--- START OF DATA EXCERPTS ---

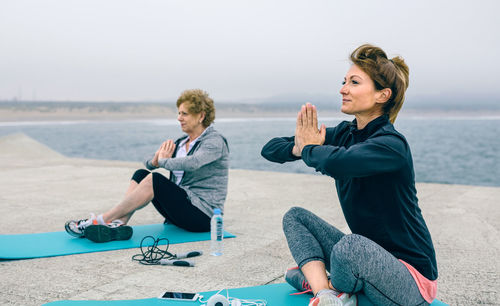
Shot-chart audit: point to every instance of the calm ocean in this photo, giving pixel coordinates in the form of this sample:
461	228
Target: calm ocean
450	150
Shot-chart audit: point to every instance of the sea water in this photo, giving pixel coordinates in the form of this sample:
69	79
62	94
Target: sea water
450	150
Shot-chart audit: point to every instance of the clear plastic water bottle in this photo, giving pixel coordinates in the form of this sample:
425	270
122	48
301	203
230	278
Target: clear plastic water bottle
217	233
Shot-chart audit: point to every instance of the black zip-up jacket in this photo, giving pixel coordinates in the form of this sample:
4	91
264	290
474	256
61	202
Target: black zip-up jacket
375	180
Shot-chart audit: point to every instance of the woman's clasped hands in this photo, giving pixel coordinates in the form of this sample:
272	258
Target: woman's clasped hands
166	150
306	131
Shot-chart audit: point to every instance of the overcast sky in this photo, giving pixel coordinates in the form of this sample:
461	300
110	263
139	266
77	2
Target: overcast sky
131	50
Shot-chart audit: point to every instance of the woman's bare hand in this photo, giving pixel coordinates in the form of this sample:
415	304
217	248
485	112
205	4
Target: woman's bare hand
306	131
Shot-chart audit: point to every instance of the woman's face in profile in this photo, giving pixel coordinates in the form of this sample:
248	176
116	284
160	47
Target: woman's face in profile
358	93
189	122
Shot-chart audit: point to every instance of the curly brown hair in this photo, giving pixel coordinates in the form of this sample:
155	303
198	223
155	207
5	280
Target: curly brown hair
385	73
199	102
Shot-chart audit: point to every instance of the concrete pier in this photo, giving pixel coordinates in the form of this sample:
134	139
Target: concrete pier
40	190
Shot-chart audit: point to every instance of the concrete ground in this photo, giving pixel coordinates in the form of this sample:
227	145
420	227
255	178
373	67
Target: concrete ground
41	189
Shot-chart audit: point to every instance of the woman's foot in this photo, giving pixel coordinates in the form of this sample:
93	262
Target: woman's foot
328	297
77	228
115	230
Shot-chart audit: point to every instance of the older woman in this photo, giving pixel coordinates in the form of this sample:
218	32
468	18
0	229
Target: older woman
198	164
389	258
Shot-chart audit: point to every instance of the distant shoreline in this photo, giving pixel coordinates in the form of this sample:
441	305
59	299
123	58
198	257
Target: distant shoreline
49	111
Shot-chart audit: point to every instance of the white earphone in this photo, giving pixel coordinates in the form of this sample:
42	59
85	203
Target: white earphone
220	300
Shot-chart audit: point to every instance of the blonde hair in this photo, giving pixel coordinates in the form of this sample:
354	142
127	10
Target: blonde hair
198	102
385	73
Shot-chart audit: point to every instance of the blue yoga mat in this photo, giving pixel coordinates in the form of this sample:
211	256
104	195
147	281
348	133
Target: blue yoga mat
22	246
275	295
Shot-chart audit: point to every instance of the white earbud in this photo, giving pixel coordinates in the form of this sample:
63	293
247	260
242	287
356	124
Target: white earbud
218	300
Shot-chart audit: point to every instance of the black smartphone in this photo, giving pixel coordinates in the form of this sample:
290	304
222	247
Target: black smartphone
179	296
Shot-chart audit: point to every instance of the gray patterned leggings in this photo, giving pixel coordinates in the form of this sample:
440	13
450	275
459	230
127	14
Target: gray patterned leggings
356	264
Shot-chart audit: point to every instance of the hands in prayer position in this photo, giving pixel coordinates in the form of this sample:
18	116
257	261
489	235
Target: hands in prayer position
306	131
166	150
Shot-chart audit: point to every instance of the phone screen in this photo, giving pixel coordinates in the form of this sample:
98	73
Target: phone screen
179	295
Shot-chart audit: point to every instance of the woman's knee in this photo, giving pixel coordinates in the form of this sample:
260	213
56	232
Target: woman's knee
140	174
292	216
347	248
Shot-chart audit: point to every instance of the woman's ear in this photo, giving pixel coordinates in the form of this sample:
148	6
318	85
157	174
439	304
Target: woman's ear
202	117
383	95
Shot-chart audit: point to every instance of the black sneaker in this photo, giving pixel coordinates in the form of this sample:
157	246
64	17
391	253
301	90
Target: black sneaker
115	230
76	228
297	280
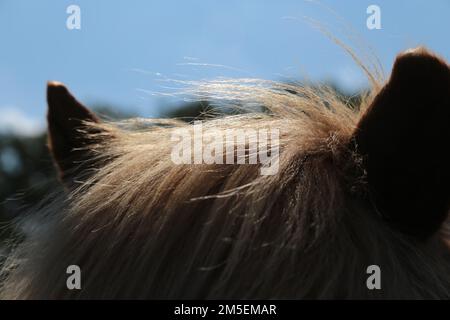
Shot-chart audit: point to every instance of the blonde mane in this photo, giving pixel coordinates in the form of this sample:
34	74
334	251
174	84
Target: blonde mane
143	227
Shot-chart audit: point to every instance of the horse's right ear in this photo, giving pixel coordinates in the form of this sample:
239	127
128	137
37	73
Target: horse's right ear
70	138
404	138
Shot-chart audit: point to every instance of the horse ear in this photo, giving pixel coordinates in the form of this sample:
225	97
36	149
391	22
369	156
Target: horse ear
69	136
404	139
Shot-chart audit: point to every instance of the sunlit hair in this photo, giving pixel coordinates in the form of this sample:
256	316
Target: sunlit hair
143	227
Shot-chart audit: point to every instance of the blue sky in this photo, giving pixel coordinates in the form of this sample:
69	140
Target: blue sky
125	46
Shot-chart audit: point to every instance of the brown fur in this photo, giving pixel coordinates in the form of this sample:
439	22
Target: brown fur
142	227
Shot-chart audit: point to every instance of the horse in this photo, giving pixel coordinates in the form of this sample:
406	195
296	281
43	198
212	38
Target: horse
356	186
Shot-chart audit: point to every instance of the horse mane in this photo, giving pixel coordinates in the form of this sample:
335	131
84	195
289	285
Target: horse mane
140	226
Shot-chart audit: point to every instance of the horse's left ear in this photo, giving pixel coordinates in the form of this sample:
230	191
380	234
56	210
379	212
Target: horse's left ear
404	138
69	135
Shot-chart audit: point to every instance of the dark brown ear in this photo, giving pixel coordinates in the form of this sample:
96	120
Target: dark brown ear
69	138
405	139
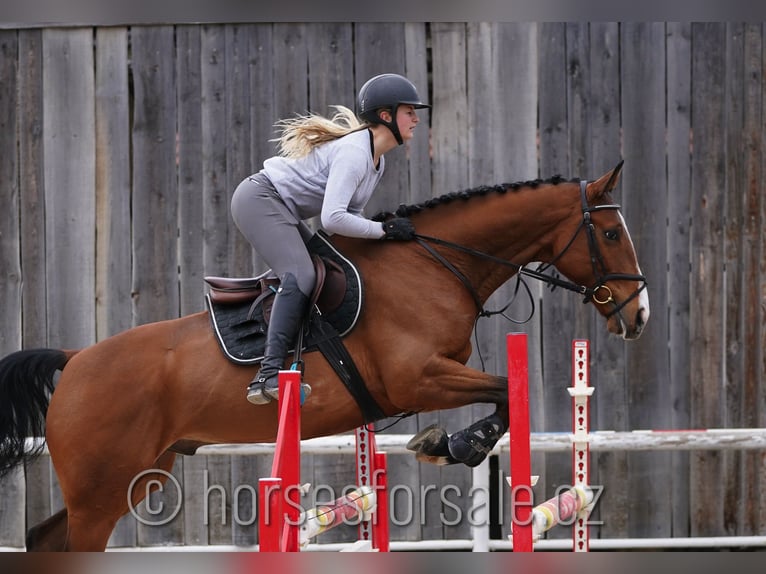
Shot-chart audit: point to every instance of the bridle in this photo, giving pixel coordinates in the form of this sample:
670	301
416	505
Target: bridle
600	292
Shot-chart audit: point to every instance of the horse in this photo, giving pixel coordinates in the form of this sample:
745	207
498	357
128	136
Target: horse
131	402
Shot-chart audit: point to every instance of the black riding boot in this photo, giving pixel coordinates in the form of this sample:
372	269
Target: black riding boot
287	314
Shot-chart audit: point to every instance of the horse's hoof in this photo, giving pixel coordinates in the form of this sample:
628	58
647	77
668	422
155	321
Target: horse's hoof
431	445
463	450
430	440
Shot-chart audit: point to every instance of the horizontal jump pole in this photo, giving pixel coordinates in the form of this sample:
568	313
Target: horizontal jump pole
560	509
637	440
357	506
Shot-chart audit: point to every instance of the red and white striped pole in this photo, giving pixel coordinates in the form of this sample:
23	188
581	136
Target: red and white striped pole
518	412
581	391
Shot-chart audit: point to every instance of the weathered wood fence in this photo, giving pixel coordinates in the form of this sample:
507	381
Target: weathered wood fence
120	148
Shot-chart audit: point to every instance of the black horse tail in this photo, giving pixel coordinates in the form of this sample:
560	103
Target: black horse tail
26	383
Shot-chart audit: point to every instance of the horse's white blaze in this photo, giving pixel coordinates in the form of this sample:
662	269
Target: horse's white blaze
643	297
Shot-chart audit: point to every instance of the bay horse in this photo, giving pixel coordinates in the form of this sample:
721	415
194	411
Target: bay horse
125	404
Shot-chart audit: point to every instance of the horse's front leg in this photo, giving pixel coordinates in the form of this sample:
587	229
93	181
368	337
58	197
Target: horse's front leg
450	384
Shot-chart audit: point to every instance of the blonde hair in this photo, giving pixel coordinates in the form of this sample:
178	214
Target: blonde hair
302	133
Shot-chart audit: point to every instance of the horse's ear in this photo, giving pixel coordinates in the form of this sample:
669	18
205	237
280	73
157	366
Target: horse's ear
605	183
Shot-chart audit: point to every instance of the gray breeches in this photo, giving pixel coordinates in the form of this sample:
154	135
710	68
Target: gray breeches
275	233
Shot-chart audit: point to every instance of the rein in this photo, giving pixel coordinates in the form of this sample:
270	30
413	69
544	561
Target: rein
600	293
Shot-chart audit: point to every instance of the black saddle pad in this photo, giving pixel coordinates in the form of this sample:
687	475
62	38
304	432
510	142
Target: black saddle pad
241	329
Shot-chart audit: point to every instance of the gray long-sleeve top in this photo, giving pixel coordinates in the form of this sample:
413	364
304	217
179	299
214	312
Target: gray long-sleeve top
335	180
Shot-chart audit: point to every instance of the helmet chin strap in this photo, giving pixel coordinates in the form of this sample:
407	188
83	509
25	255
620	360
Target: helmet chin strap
392	126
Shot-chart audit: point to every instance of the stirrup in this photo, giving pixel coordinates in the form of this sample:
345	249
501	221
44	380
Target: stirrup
260	394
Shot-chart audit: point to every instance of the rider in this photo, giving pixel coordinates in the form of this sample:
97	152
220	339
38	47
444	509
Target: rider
327	167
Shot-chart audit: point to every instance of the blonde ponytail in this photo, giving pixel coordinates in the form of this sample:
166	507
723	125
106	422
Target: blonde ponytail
302	133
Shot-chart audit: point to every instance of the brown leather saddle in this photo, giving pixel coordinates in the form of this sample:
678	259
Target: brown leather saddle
240	308
328	294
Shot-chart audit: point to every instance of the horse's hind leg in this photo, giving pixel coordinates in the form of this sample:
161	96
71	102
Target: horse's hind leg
94	514
49	535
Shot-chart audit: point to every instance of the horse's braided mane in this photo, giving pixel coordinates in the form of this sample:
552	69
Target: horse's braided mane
408	210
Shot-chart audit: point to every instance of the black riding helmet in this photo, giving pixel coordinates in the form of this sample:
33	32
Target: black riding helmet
387	91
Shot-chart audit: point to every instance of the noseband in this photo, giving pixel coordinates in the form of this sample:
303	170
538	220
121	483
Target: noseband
600	292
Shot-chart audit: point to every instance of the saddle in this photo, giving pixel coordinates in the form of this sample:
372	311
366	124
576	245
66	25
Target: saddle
240	309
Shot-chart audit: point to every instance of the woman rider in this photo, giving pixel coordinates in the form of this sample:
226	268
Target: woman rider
325	167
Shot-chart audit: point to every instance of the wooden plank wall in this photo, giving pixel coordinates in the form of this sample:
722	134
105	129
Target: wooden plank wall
120	149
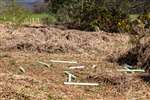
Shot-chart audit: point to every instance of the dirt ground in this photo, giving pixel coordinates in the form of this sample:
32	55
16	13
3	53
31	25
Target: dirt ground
23	78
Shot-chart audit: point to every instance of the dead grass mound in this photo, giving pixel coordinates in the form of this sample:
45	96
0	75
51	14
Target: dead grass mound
54	40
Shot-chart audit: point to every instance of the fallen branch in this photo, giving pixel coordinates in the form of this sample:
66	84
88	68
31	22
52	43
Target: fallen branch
133	70
45	64
76	67
73	83
57	61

--- END OF DATA EXCERPTS ---

▶ _INSTRUCTION_
Return verbatim every line from the line containing "Shot-chart audit: point to every instance of the woman rider" to the last line of the entries above, inclusive, and leave out the pictures.

▶ _EXPECTED OUTPUT_
Shot-chart audit: point to every instance of the woman rider in this photo, giving pixel coordinates in the form of this sample:
226	268
Target: woman rider
325	167
Shot-chart audit: point to every instance of the wooden plank wall in this photo, giving pixel coordinates in the form of this sample:
722	134
105	129
Target: wooden plank wall
120	149
Shot-chart audit: point to every instance of the dirt ground in this photo, giving pixel coordinates in the form of this sample:
32	55
16	13
3	53
31	25
Target: dirt ground
23	78
Shot-chart audit: point to every instance of the dead grass mound in this photo, giving pixel coordinates in the form of this sample:
45	96
0	75
51	14
Target: dead grass mound
54	40
Shot-chart audit: point to every instance of the fallen branch in this photo, giving pixel coordinates in the form of this sample:
66	84
88	68
31	22
52	43
Target: fallen branch
133	70
45	64
76	67
73	83
57	61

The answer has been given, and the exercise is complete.